## WHAT TO PRODUCE
Render the records as a two-column CSV with the columns "input" and "output", one row per entry, holding its text and its answer. Put each in a single quoted field with line breaks replaced by spaces, and cover only the records starting at the beginning and ending at the line containing "(1261, 414)", both included.

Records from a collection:
------
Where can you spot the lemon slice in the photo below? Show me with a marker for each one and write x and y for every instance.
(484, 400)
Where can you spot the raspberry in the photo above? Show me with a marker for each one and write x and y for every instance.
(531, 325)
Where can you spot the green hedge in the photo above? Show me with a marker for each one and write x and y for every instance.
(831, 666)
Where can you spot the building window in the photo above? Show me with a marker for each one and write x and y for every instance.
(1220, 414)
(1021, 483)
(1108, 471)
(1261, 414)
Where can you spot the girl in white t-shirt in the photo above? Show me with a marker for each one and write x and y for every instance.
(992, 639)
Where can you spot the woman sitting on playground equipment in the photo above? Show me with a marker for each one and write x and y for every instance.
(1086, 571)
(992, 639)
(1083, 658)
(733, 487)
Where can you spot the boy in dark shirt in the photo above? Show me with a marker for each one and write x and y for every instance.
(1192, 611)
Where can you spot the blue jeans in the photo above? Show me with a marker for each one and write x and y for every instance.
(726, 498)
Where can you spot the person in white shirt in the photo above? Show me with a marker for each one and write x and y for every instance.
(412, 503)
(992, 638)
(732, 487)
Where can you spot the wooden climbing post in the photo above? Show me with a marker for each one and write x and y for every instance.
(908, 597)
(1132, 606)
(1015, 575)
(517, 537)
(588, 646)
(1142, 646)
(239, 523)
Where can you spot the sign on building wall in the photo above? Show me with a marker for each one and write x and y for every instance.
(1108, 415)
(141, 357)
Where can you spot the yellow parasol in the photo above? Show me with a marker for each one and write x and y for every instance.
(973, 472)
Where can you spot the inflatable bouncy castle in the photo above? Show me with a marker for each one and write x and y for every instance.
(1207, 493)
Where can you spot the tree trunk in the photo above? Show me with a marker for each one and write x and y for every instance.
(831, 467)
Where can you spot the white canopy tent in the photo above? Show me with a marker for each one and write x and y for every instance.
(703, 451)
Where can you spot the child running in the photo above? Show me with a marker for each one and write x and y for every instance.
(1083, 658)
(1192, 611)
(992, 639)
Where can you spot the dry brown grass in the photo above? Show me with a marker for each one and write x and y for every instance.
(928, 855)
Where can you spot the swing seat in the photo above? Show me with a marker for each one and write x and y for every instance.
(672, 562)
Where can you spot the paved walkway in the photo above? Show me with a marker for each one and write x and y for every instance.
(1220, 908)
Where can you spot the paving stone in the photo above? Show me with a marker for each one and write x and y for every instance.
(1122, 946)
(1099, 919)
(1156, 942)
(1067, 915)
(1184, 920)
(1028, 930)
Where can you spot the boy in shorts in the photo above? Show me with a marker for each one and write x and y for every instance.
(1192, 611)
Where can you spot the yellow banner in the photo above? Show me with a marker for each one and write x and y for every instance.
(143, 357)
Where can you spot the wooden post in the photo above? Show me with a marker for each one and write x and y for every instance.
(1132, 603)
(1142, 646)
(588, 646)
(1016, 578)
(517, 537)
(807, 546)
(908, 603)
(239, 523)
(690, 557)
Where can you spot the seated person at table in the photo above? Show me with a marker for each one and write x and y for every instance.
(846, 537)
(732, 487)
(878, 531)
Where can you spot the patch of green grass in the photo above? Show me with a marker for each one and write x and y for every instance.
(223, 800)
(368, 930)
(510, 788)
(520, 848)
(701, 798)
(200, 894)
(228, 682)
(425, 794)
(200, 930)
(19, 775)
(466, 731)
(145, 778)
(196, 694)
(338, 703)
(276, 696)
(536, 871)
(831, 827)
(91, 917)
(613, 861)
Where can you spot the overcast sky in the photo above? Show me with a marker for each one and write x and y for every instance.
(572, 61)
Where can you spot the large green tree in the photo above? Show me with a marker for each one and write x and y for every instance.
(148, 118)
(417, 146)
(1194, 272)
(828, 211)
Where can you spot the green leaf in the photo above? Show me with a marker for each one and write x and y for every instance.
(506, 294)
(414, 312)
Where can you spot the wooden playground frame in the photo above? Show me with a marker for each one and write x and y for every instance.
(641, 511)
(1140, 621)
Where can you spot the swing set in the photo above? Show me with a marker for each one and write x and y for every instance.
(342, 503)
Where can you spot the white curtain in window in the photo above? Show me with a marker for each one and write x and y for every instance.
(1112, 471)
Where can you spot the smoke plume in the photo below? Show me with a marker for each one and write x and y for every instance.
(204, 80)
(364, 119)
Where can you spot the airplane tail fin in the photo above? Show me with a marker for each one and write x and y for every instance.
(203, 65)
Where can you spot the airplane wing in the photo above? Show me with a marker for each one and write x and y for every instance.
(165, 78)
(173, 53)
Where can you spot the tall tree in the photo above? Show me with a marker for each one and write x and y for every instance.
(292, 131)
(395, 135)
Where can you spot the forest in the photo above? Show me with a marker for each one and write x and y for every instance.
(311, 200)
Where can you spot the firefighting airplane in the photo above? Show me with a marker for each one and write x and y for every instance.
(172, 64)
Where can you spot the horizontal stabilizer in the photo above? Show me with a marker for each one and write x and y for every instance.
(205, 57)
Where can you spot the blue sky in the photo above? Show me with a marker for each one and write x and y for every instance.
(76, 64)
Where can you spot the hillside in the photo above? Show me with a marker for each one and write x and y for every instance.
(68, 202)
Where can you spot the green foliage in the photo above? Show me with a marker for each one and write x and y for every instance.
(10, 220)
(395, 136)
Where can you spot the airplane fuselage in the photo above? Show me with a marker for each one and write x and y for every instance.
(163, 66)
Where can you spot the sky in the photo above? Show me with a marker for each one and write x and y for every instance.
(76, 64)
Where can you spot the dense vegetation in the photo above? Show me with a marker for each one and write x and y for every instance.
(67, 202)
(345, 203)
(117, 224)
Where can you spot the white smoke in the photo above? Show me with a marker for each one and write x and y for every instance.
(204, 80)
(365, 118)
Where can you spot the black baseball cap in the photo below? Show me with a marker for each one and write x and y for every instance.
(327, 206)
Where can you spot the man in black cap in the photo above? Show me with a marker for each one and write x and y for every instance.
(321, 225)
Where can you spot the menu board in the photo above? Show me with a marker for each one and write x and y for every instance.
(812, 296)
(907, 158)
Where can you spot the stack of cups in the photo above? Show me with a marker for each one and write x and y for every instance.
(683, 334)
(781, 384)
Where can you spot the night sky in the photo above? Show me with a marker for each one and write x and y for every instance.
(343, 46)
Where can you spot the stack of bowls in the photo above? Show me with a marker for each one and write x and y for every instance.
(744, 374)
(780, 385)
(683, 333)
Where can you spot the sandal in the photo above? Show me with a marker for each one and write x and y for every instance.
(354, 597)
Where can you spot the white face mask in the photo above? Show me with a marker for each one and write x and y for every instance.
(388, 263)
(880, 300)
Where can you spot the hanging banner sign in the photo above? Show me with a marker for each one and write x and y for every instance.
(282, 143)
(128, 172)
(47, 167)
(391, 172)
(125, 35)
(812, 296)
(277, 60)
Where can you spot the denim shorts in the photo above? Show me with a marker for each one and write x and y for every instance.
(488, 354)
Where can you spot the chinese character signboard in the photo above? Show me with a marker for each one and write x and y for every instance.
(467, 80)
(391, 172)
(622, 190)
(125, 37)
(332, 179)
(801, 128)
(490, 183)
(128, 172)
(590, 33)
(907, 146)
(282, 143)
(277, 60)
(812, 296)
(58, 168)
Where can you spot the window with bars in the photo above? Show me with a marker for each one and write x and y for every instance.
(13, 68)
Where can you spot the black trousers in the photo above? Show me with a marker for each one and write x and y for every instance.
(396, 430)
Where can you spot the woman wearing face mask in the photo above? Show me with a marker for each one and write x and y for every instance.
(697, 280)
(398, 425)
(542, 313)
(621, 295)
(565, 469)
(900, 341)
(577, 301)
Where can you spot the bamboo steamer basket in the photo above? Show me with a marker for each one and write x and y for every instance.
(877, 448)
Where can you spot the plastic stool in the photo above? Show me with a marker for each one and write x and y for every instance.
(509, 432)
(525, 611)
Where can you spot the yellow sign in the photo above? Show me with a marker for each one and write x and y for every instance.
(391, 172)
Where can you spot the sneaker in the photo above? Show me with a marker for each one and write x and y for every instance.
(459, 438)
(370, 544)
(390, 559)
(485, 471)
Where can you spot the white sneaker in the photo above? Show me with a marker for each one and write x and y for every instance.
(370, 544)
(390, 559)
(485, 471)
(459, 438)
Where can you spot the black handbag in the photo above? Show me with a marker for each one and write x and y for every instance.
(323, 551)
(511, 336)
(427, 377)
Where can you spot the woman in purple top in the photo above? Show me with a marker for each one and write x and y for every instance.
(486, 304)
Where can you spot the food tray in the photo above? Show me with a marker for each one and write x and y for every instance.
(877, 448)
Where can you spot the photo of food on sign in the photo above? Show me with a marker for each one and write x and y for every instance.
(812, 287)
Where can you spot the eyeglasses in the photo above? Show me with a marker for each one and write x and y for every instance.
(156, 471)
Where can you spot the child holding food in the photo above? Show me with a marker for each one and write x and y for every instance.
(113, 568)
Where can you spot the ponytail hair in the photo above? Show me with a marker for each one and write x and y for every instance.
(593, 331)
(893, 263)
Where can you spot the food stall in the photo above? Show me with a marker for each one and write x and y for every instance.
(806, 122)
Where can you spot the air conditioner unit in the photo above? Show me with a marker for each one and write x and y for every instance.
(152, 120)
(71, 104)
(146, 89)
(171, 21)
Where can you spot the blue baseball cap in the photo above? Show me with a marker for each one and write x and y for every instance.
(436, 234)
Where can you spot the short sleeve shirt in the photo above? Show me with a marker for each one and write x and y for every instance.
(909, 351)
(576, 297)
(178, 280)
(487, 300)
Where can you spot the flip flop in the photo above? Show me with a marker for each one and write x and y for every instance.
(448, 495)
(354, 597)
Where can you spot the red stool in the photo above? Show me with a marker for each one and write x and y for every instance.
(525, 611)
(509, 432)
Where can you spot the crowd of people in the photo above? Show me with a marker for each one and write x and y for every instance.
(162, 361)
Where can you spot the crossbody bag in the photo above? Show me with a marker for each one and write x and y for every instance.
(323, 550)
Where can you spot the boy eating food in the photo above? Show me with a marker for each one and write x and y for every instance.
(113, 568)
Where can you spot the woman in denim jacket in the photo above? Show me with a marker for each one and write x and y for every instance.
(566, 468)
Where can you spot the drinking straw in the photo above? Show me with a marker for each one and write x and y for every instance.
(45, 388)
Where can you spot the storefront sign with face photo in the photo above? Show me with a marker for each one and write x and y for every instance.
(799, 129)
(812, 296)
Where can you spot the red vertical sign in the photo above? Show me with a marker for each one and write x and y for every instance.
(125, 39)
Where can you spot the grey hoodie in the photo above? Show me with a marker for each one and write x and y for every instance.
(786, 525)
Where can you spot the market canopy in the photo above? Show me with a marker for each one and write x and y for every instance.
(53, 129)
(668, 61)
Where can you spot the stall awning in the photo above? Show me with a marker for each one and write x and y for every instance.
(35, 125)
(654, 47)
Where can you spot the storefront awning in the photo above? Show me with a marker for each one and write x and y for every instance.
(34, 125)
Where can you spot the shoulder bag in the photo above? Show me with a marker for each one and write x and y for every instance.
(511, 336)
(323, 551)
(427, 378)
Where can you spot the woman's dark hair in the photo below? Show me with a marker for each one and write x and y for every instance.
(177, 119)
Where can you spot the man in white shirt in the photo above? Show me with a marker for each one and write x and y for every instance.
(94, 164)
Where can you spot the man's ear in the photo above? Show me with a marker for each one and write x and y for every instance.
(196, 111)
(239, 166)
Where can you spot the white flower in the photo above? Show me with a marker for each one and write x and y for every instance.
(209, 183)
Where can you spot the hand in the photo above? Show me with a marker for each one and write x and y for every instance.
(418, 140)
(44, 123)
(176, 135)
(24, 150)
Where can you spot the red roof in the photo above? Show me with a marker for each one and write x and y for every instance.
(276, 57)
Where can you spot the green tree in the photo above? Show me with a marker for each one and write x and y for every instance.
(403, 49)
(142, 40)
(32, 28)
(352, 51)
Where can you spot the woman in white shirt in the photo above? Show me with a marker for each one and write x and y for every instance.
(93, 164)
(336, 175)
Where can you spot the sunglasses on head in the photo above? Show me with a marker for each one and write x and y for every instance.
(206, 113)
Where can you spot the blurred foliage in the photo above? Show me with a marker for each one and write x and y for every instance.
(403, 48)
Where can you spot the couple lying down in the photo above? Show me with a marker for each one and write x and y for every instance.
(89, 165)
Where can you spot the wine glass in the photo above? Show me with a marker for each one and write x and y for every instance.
------
## PROBLEM SOLUTION
input,output
"Where can you spot the lemon slice in the photo below? Show me with a marker for each one and write x and y for every instance.","(484, 400)"
"Where can you spot the raspberry in the photo above? Show me with a marker for each one and write x and y for every instance.","(531, 325)"
"Where can you spot the green hedge in the photo above? Show me with a marker for each one and write x and y for every instance.","(831, 666)"
"Where can you spot the building window in the photo above? Show me with a marker for each one and write x and y for every instance.","(1220, 414) (1021, 483) (1108, 471) (1261, 414)"